Selected extract:

══════

LONDON, England – E3 countries France, Germany and the UK expressed their full solidarity with all impacted by COVID-19 in Iran, are providing a comprehensive package of both material and financial support to combat the rapid spread of the disease; while the Organisation for Economic Co-operation and Development (OECD) said Monday, global economy faces the gravest threat since the crisis as COVID-19 spreads.
The E3 material assistance will be transported urgently by plane on March 2 and will include equipment for laboratory tests, as well as other equipment, including protective body suits and gloves.
The E3 has also committed to providing urgent additional financial support close to €5 million to fight the COVID-19 epidemic affecting Iran, through the World Health Organisation (WHO) or other United Nations (UN) agencies.
Covid-19 is spreading from China to other regions causing human suffering and economic disruption. It is raising health concerns and the risk of wider restrictions on the movement of people, goods, and services, falls in business and consumer confidence and slowing production, according to the OECD’s latest interim economic outlook.
The interim outlook presents both a best-case scenario in which the extent of the coronavirus is broadly contained and a “domino” prospect of contagion that is more widespread. In both cases, the OECD calls on governments to act immediately to limit the spread of the coronavirus, protect people and businesses from its effects and shore up demand in the economy.
Even in the best-case scenario of limited outbreaks in countries outside China, a sharp slowdown in world growth is expected in the first half of 2020 as supply chains and commodities are hit, tourism drops and confidence falters. Global economic growth is seen falling to 2.4 percent for the whole year, compared to an already weak 2.9 percent in 2019. It is then expected to rise to a modest 3.3 percent in 2021.
Growth prospects for China have been revised down sharply to below five percent this year after 6.1 percent in 2019.

══════

Required work:
(1) Please reproduce the section of the COVID-19 report that opens with the words "Even in the" and closes with "6.1 percent in 2019.", swapping "tourism" for "travel".
(2) Carry the COVID-19 report forward from its final sentence.

(Image-grounded pointing data)
══════

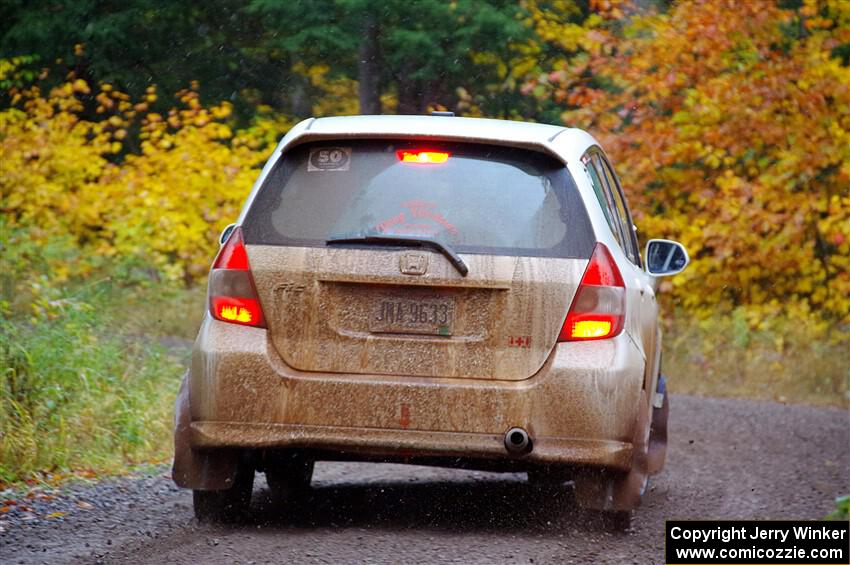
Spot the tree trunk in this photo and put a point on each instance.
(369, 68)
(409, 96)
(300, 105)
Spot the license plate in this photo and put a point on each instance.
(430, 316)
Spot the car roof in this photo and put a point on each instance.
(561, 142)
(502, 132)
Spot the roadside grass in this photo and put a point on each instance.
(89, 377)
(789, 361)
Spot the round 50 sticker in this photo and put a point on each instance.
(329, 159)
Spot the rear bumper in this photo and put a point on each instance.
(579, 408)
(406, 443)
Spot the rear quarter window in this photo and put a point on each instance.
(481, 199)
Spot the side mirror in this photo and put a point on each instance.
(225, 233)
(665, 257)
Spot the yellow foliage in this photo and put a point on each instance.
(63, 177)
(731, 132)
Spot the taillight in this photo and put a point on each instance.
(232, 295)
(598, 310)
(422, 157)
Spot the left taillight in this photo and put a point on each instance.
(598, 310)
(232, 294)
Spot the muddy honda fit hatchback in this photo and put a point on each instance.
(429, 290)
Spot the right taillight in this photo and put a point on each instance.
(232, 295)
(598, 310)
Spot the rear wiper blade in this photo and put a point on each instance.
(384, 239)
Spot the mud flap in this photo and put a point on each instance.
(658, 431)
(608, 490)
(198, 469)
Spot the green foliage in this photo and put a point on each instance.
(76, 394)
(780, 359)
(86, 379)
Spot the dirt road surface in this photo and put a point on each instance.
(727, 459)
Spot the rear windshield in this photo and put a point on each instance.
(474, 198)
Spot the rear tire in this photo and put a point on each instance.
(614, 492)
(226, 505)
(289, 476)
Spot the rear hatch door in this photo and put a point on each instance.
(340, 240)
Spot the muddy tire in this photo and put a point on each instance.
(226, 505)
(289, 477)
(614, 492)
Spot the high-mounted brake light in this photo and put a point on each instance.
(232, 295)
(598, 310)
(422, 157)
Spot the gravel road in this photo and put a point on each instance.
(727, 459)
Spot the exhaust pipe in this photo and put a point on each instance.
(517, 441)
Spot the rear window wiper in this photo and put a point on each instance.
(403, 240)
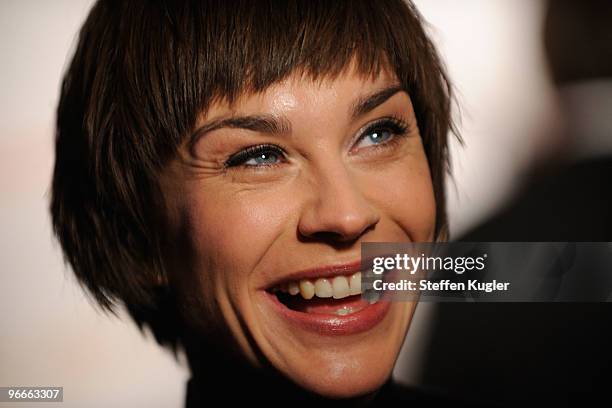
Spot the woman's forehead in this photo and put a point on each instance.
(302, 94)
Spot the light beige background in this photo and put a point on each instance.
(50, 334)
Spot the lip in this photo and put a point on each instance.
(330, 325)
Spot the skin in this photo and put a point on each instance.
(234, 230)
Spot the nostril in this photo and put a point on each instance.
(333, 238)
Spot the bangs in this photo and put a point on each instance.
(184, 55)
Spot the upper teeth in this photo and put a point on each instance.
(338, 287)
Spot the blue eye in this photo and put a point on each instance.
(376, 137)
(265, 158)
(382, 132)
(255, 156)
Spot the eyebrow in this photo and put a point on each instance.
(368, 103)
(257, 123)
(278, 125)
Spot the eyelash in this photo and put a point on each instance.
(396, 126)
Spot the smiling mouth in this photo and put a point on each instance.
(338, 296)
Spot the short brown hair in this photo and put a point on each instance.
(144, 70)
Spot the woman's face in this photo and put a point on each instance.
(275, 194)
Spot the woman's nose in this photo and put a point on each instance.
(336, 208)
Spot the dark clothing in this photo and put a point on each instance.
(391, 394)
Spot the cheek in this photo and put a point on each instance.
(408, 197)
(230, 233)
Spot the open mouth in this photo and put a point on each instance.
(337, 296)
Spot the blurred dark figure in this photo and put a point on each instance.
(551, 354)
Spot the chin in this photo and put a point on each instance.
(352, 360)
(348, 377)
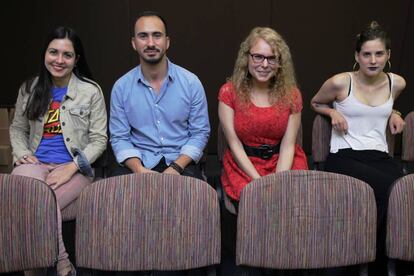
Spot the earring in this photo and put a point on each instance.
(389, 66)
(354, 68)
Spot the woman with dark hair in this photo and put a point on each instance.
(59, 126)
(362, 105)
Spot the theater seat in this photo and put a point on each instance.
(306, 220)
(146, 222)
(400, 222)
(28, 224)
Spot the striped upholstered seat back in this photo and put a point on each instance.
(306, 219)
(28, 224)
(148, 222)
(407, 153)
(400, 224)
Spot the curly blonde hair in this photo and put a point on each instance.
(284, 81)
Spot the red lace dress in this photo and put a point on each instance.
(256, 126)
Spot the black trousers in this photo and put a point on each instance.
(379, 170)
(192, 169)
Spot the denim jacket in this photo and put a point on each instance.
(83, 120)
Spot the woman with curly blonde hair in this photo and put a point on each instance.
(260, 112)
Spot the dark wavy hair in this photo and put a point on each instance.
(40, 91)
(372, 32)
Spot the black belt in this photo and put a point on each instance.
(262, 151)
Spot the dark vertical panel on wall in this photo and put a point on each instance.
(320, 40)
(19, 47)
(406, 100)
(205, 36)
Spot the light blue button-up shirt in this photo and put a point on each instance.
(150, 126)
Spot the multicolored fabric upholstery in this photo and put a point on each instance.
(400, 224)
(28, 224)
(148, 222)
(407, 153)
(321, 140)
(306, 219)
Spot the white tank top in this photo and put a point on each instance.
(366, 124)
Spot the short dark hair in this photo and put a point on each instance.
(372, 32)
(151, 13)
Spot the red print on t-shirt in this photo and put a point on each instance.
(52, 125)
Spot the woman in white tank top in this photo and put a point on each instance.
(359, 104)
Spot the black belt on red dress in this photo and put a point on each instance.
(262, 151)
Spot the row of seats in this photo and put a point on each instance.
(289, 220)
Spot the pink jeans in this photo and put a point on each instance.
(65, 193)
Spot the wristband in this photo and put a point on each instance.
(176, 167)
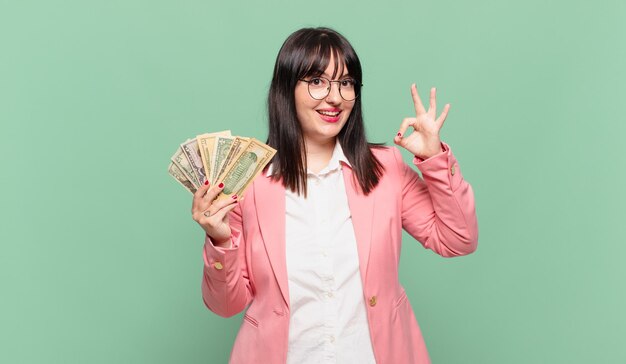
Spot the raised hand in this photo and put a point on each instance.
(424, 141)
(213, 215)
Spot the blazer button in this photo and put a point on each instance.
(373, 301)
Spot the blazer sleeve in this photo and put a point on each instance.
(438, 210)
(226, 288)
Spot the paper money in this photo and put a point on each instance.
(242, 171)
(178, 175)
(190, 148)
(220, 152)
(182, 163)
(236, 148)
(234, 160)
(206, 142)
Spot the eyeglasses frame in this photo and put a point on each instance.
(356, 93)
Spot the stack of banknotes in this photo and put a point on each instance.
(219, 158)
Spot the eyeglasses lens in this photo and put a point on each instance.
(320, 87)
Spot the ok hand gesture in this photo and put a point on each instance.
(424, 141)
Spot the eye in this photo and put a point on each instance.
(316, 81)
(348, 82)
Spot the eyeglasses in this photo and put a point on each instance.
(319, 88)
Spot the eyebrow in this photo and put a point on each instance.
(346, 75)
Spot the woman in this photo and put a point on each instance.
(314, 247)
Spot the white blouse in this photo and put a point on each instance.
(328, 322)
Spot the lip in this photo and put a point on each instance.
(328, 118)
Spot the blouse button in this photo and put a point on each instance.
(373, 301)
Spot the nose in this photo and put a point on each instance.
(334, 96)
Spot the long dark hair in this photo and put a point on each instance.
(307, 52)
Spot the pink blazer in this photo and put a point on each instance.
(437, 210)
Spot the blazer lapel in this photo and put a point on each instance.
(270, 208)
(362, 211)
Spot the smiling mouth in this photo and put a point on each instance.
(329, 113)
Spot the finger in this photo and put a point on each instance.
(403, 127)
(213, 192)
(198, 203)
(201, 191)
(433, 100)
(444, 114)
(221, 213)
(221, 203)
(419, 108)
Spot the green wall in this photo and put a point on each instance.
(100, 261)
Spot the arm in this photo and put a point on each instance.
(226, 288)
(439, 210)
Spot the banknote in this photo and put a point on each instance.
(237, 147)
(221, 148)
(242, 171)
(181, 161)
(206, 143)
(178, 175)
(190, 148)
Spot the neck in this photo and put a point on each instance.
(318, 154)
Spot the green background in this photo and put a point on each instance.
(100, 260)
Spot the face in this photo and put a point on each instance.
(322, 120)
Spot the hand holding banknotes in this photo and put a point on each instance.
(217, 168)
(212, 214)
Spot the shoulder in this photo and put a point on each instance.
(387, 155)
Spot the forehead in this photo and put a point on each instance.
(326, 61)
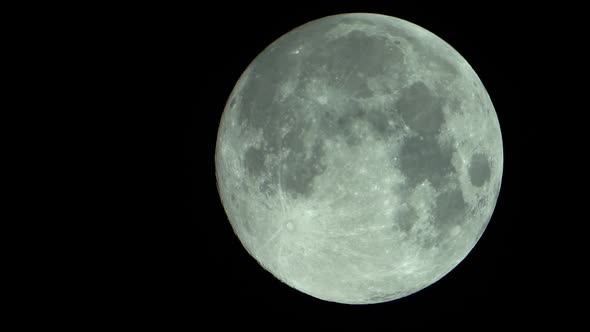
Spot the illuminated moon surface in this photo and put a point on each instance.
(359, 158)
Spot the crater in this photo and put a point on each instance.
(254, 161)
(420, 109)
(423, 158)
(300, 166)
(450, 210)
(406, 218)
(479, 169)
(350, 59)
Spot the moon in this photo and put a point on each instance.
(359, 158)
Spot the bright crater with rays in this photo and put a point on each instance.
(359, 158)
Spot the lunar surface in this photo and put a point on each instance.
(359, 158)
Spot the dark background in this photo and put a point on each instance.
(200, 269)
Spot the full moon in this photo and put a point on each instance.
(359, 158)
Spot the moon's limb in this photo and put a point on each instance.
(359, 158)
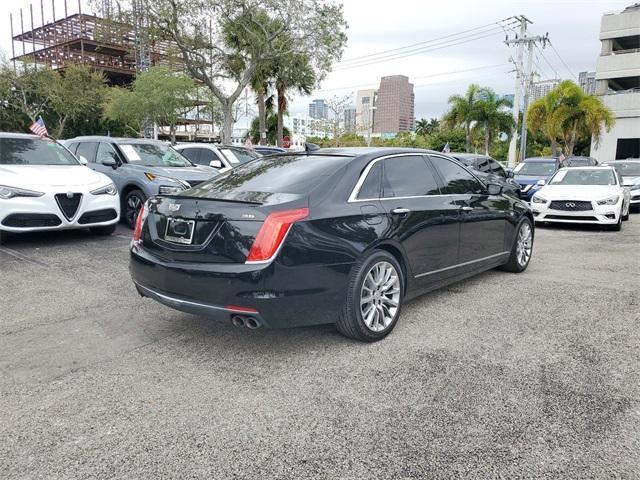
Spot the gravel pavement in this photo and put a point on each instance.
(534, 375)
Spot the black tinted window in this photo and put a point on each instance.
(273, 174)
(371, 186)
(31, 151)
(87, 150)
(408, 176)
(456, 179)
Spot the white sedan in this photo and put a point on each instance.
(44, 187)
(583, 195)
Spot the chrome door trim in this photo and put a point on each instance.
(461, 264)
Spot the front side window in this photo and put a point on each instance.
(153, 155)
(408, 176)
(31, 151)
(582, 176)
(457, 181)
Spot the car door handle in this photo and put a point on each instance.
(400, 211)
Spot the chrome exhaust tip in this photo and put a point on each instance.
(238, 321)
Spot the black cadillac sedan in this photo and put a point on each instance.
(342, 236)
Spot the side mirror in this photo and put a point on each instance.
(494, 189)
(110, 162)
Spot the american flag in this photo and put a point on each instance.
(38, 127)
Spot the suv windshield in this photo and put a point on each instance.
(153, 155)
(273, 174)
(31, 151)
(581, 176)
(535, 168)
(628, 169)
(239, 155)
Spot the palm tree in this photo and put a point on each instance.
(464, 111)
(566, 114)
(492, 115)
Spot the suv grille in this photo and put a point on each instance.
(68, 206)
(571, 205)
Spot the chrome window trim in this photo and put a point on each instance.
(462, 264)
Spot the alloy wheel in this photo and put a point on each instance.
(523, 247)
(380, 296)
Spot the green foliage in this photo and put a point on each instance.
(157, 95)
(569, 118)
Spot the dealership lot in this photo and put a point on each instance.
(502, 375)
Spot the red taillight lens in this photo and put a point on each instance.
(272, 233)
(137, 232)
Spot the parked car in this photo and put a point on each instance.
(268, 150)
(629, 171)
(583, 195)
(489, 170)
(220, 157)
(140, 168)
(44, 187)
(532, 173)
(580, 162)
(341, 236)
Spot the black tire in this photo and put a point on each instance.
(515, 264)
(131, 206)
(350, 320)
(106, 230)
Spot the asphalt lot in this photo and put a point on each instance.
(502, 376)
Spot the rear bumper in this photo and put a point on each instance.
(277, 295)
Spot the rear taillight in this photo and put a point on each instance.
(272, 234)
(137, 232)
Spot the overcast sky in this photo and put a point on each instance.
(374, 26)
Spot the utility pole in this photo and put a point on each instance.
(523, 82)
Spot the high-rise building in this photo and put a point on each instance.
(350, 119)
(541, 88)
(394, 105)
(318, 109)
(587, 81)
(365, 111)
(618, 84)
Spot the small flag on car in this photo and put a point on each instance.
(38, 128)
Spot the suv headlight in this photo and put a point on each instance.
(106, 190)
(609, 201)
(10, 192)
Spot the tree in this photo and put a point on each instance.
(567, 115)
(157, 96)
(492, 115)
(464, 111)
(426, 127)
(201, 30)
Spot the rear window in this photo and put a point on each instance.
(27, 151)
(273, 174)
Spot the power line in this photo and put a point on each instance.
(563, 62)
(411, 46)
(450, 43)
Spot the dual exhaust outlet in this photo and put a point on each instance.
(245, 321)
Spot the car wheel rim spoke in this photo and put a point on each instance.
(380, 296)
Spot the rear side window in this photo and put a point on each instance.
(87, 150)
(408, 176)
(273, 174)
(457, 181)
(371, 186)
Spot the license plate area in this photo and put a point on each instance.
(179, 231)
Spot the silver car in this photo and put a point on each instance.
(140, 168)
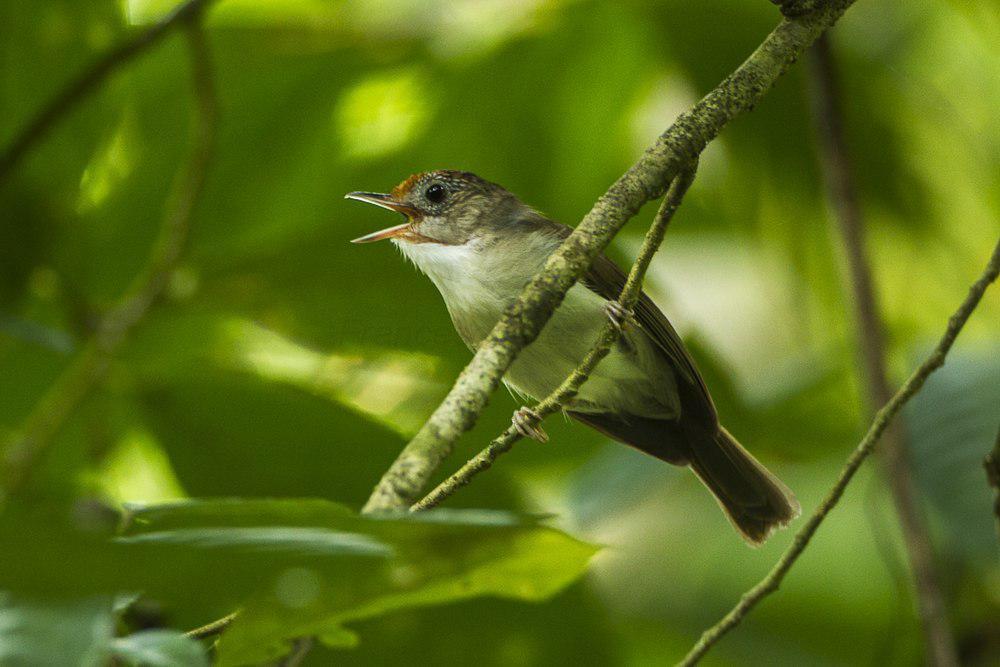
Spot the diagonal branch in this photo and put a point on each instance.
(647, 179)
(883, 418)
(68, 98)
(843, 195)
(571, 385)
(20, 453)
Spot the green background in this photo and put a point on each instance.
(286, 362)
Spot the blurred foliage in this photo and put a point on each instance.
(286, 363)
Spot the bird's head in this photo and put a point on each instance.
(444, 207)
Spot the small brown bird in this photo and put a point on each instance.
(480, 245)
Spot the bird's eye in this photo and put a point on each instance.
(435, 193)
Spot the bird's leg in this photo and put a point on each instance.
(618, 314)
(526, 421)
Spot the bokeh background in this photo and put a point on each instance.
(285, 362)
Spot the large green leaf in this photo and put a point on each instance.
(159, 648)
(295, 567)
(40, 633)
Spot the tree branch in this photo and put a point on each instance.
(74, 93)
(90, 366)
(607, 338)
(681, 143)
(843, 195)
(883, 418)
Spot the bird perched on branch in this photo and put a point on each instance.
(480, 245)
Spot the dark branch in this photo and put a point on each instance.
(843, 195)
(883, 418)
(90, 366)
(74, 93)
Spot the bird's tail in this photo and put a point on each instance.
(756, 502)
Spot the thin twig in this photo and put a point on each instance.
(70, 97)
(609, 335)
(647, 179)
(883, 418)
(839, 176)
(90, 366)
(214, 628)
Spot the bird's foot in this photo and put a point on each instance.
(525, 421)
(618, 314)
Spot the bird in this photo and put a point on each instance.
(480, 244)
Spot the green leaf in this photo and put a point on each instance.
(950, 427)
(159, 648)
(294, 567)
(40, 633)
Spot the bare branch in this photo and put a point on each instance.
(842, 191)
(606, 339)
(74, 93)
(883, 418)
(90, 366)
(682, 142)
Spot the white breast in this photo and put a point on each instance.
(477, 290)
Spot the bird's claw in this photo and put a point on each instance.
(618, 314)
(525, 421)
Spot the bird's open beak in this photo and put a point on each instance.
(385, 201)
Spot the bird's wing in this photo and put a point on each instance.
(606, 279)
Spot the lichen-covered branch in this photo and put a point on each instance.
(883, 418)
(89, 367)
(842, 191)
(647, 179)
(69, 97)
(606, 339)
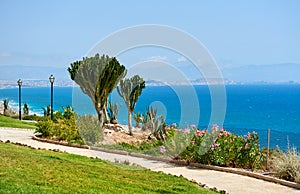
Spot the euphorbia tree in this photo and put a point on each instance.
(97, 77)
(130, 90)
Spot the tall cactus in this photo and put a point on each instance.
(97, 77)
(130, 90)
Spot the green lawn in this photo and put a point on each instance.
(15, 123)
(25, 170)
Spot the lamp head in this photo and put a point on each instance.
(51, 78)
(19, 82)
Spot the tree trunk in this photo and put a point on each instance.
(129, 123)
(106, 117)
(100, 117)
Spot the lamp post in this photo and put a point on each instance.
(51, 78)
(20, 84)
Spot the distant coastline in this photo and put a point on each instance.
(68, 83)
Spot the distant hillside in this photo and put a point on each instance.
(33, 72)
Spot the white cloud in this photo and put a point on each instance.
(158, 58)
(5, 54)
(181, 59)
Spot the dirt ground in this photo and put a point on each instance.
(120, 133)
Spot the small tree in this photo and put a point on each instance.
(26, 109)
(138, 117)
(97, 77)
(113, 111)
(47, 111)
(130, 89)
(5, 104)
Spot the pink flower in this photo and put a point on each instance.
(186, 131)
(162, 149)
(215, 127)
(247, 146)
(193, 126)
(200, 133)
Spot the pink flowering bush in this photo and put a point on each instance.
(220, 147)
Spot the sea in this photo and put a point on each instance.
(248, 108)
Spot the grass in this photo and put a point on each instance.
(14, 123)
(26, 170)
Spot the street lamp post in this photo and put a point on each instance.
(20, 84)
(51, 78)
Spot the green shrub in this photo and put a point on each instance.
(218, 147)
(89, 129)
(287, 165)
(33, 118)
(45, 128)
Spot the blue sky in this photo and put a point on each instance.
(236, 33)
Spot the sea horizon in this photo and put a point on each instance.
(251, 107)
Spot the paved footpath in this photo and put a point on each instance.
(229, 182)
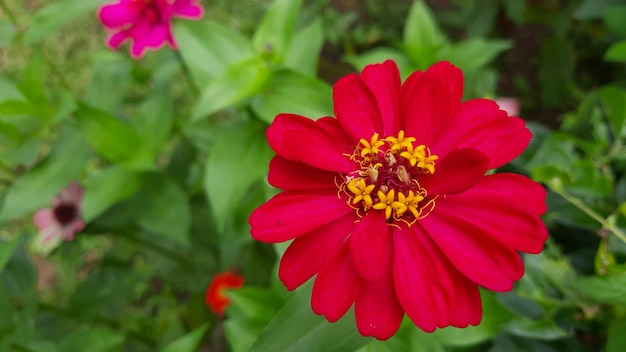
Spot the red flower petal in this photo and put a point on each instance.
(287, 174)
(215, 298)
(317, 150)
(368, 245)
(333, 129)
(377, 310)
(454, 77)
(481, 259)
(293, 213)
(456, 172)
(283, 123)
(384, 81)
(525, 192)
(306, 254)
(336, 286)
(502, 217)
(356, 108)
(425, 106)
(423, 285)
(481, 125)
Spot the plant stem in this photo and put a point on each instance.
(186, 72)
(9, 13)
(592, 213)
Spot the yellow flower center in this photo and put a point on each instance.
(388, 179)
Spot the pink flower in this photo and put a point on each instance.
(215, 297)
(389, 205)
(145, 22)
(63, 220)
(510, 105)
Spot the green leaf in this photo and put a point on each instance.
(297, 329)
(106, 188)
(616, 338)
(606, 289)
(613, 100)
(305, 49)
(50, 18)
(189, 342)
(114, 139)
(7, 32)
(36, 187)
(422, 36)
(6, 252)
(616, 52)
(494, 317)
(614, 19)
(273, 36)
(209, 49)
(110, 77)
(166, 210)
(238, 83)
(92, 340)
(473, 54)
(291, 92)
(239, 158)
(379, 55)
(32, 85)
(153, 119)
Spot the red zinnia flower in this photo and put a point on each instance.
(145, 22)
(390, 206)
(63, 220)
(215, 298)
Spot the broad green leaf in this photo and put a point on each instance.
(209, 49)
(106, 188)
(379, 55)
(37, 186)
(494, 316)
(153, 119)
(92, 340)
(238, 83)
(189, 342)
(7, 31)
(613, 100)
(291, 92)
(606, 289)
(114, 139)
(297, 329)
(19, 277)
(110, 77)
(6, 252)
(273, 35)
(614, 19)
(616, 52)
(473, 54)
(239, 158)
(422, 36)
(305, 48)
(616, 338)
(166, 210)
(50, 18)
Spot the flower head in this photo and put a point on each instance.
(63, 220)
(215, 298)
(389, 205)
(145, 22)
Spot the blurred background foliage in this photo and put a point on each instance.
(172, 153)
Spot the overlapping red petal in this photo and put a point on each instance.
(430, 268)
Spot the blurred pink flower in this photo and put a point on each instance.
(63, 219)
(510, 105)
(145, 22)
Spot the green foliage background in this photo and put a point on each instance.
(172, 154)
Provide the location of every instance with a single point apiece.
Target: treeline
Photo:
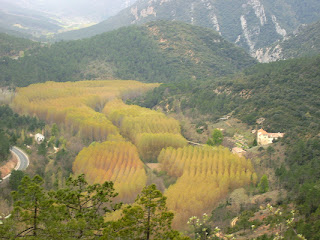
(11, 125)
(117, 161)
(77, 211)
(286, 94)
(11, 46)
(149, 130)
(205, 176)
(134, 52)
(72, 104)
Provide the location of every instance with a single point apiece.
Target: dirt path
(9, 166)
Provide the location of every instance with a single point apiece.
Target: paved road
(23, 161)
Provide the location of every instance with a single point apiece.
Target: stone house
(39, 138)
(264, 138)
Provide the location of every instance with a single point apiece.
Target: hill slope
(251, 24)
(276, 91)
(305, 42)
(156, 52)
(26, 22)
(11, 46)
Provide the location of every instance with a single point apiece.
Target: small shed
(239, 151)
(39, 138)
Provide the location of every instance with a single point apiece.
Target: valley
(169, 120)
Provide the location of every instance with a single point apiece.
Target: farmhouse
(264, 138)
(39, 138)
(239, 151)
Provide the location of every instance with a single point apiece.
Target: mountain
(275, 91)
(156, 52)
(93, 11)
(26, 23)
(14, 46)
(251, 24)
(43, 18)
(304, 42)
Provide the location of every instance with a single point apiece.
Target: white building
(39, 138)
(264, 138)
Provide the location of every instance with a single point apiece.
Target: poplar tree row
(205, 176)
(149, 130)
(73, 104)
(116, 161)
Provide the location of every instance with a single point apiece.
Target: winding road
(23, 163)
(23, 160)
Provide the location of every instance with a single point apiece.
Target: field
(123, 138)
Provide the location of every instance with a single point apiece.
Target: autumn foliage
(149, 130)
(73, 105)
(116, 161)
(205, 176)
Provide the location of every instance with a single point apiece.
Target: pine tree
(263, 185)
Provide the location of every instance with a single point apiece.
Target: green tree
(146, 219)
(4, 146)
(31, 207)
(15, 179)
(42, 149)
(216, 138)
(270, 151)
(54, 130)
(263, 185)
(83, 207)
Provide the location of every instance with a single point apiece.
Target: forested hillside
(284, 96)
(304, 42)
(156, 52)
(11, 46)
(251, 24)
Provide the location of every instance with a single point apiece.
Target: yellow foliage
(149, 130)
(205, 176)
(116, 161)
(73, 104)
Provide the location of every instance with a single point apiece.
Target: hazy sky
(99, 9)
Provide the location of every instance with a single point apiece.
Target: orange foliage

══════

Answers by item:
(1)
Even in the best-case scenario of limited outbreaks in countries outside China, a sharp slowdown in world growth is expected in the first half of 2020 as supply chains and commodities are hit, travel drops and confidence falters. Global economic growth is seen falling to 2.4 percent for the whole year, compared to an already weak 2.9 percent in 2019. It is then expected to rise to a modest 3.3 percent in 2021.
Growth prospects for China have been revised down sharply to below five percent this year after 6.1 percent in 2019.

(2)
But broader contagion across the wider Asia-Pacific region and advanced economies – as has happened in China – could cut global growth to as low as 1.5 percent this year, halving the OECD’s previous 2020 projection from last November. Containment measures and loss of confidence would hit production and spending and drive some countries into recession, including Japan and the euro area.
Presenting the interim outlook in Paris, OECD chief economist Laurence Boone said: “The virus risks giving a further blow to a global economy that was already weakened by trade and political tensions. Governments need to act immediately to contain the epidemic, support the health care system, protect people, shore up demand and provide a financial lifeline to households and businesses that are most affected.”
The outlook says that flexible working should be used to preserve jobs. Governments should implement temporary tax and budgetary measures to cushion the impact in sectors most affected by the downturn such as travel and tourism, and the automobile and electronic industries.
In the most affected countries, adequate liquidity needs to be provided to allow banks to help companies with cash-flow problems while containment measures are in force, it adds.
If the epidemic spreads widely, the G20 economies should lead an internationally co-ordinated framework for health care support, combined with co-ordinated fiscal and monetary stimulus to rebuild confidence, the outlook adds.
UK’s financial regulator and its international partners said on the weekend it would ensure all necessary steps are taken to protect financial and monetary stability”. There are calls for Bank of Canada rate cut. The US Federal Reserve said it would “act as appropriate” to support growth – signal a willingness to consider cutting interest rates.